• _Source data_:
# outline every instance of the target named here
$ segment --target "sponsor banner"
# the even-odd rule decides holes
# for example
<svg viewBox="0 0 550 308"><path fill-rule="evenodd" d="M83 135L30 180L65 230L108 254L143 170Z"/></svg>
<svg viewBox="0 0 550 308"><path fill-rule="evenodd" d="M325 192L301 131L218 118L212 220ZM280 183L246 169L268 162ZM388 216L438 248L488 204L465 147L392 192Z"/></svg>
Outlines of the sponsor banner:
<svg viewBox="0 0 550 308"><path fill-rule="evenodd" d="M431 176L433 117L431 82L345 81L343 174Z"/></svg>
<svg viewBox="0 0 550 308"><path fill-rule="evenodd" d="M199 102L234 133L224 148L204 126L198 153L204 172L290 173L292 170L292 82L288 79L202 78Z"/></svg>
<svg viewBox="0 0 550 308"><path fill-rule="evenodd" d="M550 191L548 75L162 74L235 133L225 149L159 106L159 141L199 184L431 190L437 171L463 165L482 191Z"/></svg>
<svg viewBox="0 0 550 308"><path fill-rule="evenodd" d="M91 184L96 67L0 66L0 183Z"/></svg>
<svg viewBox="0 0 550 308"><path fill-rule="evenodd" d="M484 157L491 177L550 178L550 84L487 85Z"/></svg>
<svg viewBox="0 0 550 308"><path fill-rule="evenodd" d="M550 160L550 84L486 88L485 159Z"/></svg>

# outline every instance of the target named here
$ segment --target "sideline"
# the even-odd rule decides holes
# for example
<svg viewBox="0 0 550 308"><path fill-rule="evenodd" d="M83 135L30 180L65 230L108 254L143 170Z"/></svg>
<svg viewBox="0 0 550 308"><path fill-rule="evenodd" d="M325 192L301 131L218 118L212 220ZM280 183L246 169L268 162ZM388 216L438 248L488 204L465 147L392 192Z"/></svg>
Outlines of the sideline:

• _Problem_: Every entry above should be transcribed exactly and in full.

• _Exercise answer_:
# outline every instance of the target named here
$ segment --target "sponsor banner"
# the even-odd rule decides holes
# for example
<svg viewBox="0 0 550 308"><path fill-rule="evenodd" d="M83 135L30 180L65 230L108 254L143 170Z"/></svg>
<svg viewBox="0 0 550 308"><path fill-rule="evenodd" d="M325 192L301 131L218 118L212 220ZM280 183L246 169L268 162ZM388 216L438 248L488 204L465 147L392 192Z"/></svg>
Outlines of the sponsor banner:
<svg viewBox="0 0 550 308"><path fill-rule="evenodd" d="M431 176L433 117L431 82L345 81L343 174Z"/></svg>
<svg viewBox="0 0 550 308"><path fill-rule="evenodd" d="M199 102L234 133L224 148L204 126L198 153L204 172L290 173L292 170L292 82L288 79L202 78Z"/></svg>
<svg viewBox="0 0 550 308"><path fill-rule="evenodd" d="M550 191L548 75L162 74L235 133L225 149L159 106L159 141L199 184L431 190L437 171L463 165L482 191Z"/></svg>
<svg viewBox="0 0 550 308"><path fill-rule="evenodd" d="M91 184L96 67L0 66L0 183Z"/></svg>
<svg viewBox="0 0 550 308"><path fill-rule="evenodd" d="M484 157L491 177L550 178L550 84L487 85Z"/></svg>
<svg viewBox="0 0 550 308"><path fill-rule="evenodd" d="M550 160L550 84L486 88L485 159Z"/></svg>

# outline every instance of the target named here
$ segment --target "sideline"
# the even-odd rule decides holes
# for example
<svg viewBox="0 0 550 308"><path fill-rule="evenodd" d="M83 135L30 180L65 230L108 254L143 170Z"/></svg>
<svg viewBox="0 0 550 308"><path fill-rule="evenodd" d="M325 192L301 131L218 118L212 220ZM280 183L246 169L268 162ZM388 216L438 248L488 204L465 147L392 192Z"/></svg>
Outlines of the sideline:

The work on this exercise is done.